Exercise objective
Convert the part of the data that opens with the line containing "Point to the gold utensil" and closes with the line containing "x=723, y=686" into a Markdown table with the columns Row and Line. Number each line and leave out blank lines.

Records for the exercise
◆ ◆ ◆ ◆ ◆ ◆ ◆

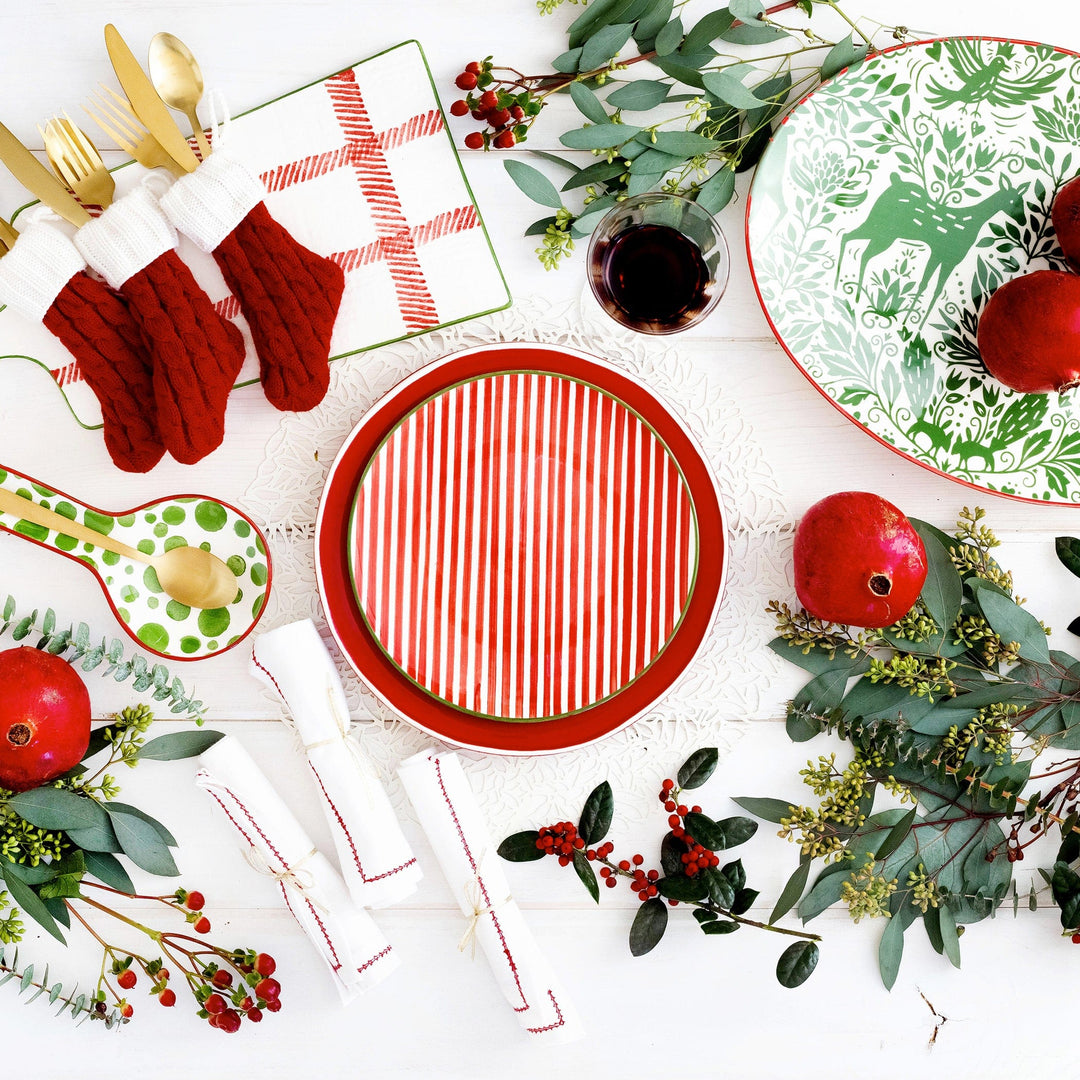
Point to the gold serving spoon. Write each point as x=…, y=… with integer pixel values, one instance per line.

◆ ◆ ◆ ◆ ◆ ◆ ◆

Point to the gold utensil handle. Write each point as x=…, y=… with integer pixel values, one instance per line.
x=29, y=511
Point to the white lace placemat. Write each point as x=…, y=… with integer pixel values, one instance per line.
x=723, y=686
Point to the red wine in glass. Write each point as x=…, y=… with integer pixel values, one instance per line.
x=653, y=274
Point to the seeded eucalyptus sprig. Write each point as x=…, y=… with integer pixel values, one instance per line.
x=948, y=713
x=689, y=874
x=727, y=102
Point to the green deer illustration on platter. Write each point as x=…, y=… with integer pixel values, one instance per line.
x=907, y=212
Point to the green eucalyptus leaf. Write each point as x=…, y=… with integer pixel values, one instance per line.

◆ ◆ ◆ ◆ ◆ ◆ ◆

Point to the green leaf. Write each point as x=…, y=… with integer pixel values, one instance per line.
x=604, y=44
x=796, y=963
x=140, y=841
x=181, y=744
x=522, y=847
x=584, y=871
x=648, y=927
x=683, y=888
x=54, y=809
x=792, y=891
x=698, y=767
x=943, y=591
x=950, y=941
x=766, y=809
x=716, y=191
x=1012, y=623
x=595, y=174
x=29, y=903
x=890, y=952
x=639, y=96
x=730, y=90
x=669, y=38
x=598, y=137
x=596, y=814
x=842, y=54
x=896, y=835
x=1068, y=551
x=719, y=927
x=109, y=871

◆ ◆ ◆ ◆ ◆ ◆ ◆

Correct response
| Row | Line |
|---|---|
| 1 | Point to the gold utensil handle. Write each point as x=…, y=… with integer pixel values, one instance per line. |
| 2 | x=29, y=511 |
| 3 | Point to the white lace placemat. Write each point as x=…, y=… with integer pixel values, one instance per line. |
| 4 | x=723, y=686 |